▶ To be done
Images must not appear in your copy; reproduce every other part of the records exactly.

▶ Material shown
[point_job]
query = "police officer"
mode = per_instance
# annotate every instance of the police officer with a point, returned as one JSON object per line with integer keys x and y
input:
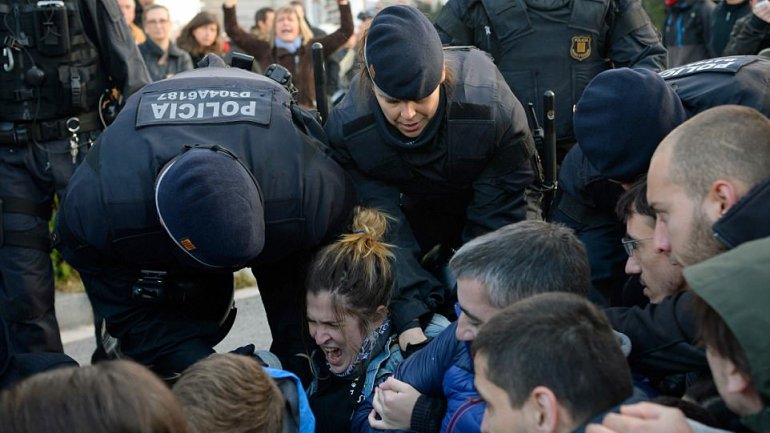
{"x": 436, "y": 140}
{"x": 619, "y": 121}
{"x": 202, "y": 174}
{"x": 554, "y": 45}
{"x": 58, "y": 60}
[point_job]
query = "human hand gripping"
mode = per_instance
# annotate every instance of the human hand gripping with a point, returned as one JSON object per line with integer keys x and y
{"x": 643, "y": 418}
{"x": 393, "y": 402}
{"x": 761, "y": 10}
{"x": 412, "y": 336}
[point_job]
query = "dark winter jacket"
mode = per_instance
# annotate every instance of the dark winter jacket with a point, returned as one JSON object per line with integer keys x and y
{"x": 723, "y": 19}
{"x": 750, "y": 35}
{"x": 687, "y": 31}
{"x": 299, "y": 64}
{"x": 441, "y": 371}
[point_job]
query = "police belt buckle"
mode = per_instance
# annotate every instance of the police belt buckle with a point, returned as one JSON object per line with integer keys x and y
{"x": 150, "y": 287}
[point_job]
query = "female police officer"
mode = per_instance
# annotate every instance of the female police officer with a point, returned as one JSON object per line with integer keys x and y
{"x": 436, "y": 139}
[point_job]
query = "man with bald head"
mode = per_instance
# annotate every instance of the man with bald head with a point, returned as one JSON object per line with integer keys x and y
{"x": 699, "y": 175}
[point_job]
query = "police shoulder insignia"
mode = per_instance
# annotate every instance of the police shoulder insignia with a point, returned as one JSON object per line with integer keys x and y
{"x": 580, "y": 49}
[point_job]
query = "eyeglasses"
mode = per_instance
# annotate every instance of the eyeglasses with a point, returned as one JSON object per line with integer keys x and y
{"x": 162, "y": 22}
{"x": 630, "y": 244}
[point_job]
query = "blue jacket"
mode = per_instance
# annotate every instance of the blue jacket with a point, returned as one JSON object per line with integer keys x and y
{"x": 442, "y": 369}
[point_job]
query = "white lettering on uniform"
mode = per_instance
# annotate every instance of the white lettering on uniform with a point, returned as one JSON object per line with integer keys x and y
{"x": 203, "y": 110}
{"x": 190, "y": 111}
{"x": 159, "y": 109}
{"x": 230, "y": 108}
{"x": 249, "y": 110}
{"x": 214, "y": 107}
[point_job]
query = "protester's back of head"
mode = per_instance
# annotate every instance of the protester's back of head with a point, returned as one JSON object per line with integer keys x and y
{"x": 728, "y": 142}
{"x": 228, "y": 393}
{"x": 113, "y": 396}
{"x": 558, "y": 341}
{"x": 523, "y": 259}
{"x": 356, "y": 270}
{"x": 731, "y": 314}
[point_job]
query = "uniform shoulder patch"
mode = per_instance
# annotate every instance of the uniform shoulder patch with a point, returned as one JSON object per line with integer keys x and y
{"x": 205, "y": 105}
{"x": 580, "y": 48}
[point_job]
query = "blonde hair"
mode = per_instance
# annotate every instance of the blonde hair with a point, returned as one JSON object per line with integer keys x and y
{"x": 356, "y": 269}
{"x": 228, "y": 393}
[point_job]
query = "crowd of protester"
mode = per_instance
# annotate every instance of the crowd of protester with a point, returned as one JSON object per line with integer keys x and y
{"x": 415, "y": 275}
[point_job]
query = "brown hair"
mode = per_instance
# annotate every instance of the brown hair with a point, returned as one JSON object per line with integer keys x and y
{"x": 110, "y": 396}
{"x": 152, "y": 7}
{"x": 187, "y": 41}
{"x": 228, "y": 393}
{"x": 714, "y": 333}
{"x": 304, "y": 30}
{"x": 356, "y": 269}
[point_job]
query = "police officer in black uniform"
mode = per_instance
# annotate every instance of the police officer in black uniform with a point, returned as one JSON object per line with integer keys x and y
{"x": 156, "y": 225}
{"x": 619, "y": 121}
{"x": 436, "y": 140}
{"x": 554, "y": 45}
{"x": 58, "y": 60}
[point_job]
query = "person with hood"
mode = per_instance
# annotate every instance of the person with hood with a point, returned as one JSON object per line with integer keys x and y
{"x": 557, "y": 45}
{"x": 648, "y": 106}
{"x": 687, "y": 31}
{"x": 732, "y": 303}
{"x": 433, "y": 389}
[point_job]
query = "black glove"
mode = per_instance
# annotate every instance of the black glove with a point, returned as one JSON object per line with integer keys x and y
{"x": 247, "y": 350}
{"x": 411, "y": 349}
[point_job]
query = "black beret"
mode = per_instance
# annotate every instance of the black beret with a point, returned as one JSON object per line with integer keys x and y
{"x": 622, "y": 117}
{"x": 403, "y": 53}
{"x": 211, "y": 206}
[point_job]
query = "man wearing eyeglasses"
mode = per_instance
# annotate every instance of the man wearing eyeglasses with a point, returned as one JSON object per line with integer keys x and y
{"x": 658, "y": 275}
{"x": 162, "y": 57}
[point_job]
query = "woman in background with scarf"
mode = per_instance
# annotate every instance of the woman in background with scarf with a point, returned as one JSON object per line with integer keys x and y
{"x": 290, "y": 44}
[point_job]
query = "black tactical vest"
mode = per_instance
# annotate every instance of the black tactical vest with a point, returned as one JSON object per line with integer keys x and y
{"x": 468, "y": 114}
{"x": 544, "y": 45}
{"x": 50, "y": 68}
{"x": 740, "y": 80}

▶ Answer for this exercise
[point_job]
query = "police officer"
mode = per_instance
# annotate every instance of the police officer with a point, returned as one JSON object per line with integer keys x and y
input:
{"x": 436, "y": 140}
{"x": 619, "y": 121}
{"x": 202, "y": 174}
{"x": 554, "y": 45}
{"x": 58, "y": 60}
[point_job]
query = "human hand gripping"
mode = per_instance
# annotate every instance of the human hand gripping with a point, returned as one JSON object per line with integer keys x and y
{"x": 643, "y": 418}
{"x": 393, "y": 402}
{"x": 761, "y": 10}
{"x": 412, "y": 336}
[point_job]
query = "dark winter jacket"
mode = per_instance
# annotate every instance of the dark winter jacket with a point, returned as one JSON object per line with integer keys x and y
{"x": 723, "y": 19}
{"x": 750, "y": 35}
{"x": 687, "y": 31}
{"x": 299, "y": 64}
{"x": 441, "y": 371}
[point_job]
query = "police belt buckle"
mode = per_instance
# annotate every instance of the police belt buckle with a point, returned as one JSON object per line with integer keys x and y
{"x": 150, "y": 287}
[point_job]
query = "female police officer"
mode = per_instance
# annotate every instance of the female police officer with a point, returned as one JSON object per line with integer keys x and y
{"x": 436, "y": 139}
[point_job]
query = "man with bald head"
mode = per_instance
# annotate every instance of the man with bald head with a point, returned as one JSON object per line with integer keys x and y
{"x": 699, "y": 175}
[point_job]
query = "police shoulder insignia"
mode = per_instance
# annotate every instance of the police shoulder insignia with a point, returned as one JSON object per line with integer keys x and y
{"x": 580, "y": 49}
[point_job]
query = "eyeglasses"
mode = per_instance
# annotate every instance of the eyeglasses with a point, returned as one JSON object per line with integer keys x and y
{"x": 162, "y": 22}
{"x": 630, "y": 244}
[point_job]
query = "blue jacket"
mode = per_instance
# annotate every instance of the blue jacket with a point, returned as one JSON object per line with integer keys x and y
{"x": 442, "y": 369}
[point_job]
query = "white lettering on uniform"
mode = per_instance
# annotate every instance of the white lettering on uniform with a point, returned as one JSON object per line with integer keys x and y
{"x": 203, "y": 110}
{"x": 190, "y": 111}
{"x": 159, "y": 109}
{"x": 230, "y": 108}
{"x": 249, "y": 110}
{"x": 214, "y": 107}
[point_job]
query = "protester's back of head"
mode = per_instance
# annotate every instance of the protester's back of head with a point, returned as one JSON object per line with integer keys x and y
{"x": 728, "y": 142}
{"x": 228, "y": 393}
{"x": 113, "y": 396}
{"x": 558, "y": 341}
{"x": 523, "y": 259}
{"x": 356, "y": 270}
{"x": 731, "y": 314}
[point_job]
query = "uniform shoulder patch"
mode = per_instance
# annotate every instance of the uniform shoulder patch with a point, returned as one JSON object per line with integer keys x and y
{"x": 205, "y": 105}
{"x": 580, "y": 48}
[point_job]
query = "blonde hair"
mode = per_instance
# annotate every instance of the blonde hair with a point, returned as one JSON object per line with integer keys x and y
{"x": 356, "y": 269}
{"x": 228, "y": 393}
[point_job]
query = "crowd of protester"
mode = per_instance
# annotate every instance of the crowd of protester with a point, returned as one JSON object per line with integer keys x and y
{"x": 415, "y": 275}
[point_job]
query = "brown hair"
mode = per_instance
# annotate every instance of the brown hair with a point, returned as one JSON object per line with integer keys x and y
{"x": 110, "y": 396}
{"x": 152, "y": 7}
{"x": 187, "y": 41}
{"x": 228, "y": 393}
{"x": 714, "y": 333}
{"x": 304, "y": 30}
{"x": 356, "y": 269}
[point_job]
query = "police officer in black uniform"
mode = per_instance
# annotate every instance of the police officer in black uniform with a point, returned as one JSON object per line with integer keys x and y
{"x": 156, "y": 225}
{"x": 619, "y": 121}
{"x": 436, "y": 140}
{"x": 554, "y": 45}
{"x": 58, "y": 60}
[point_job]
query = "person with hood"
mode = per_instance
# annotate every instance of the person with hood with a point, returned as one JSON object per line with integer keys x and y
{"x": 557, "y": 45}
{"x": 648, "y": 106}
{"x": 687, "y": 31}
{"x": 732, "y": 303}
{"x": 433, "y": 389}
[point_job]
query = "black glove"
mode = per_instance
# annotate every instance of the black glove with a point, returned as one JSON object per line with integer keys x and y
{"x": 247, "y": 350}
{"x": 411, "y": 349}
[point_job]
query = "black beret"
mode = per_instance
# annotate every instance of the black beret with a point, returned as one JSON object per line with integer keys x and y
{"x": 622, "y": 117}
{"x": 403, "y": 53}
{"x": 211, "y": 206}
[point_job]
query = "man wearing eyeglasses"
mode = per_instance
# annotate every instance of the man wearing eyeglasses with a point, returned as one JSON object per line with integer keys x and y
{"x": 658, "y": 275}
{"x": 162, "y": 57}
[point_job]
query = "woman in background with scarf"
mode = per_instance
# annotate every instance of the woman in background with scarf with a point, returned as one JSON object per line with integer keys x and y
{"x": 290, "y": 44}
[point_job]
query = "black tactical vest"
mode = per_instance
# annotate every instance of the black tactical vest with a point, returned as one JSON object per line with integer keys x and y
{"x": 468, "y": 114}
{"x": 544, "y": 45}
{"x": 50, "y": 68}
{"x": 740, "y": 80}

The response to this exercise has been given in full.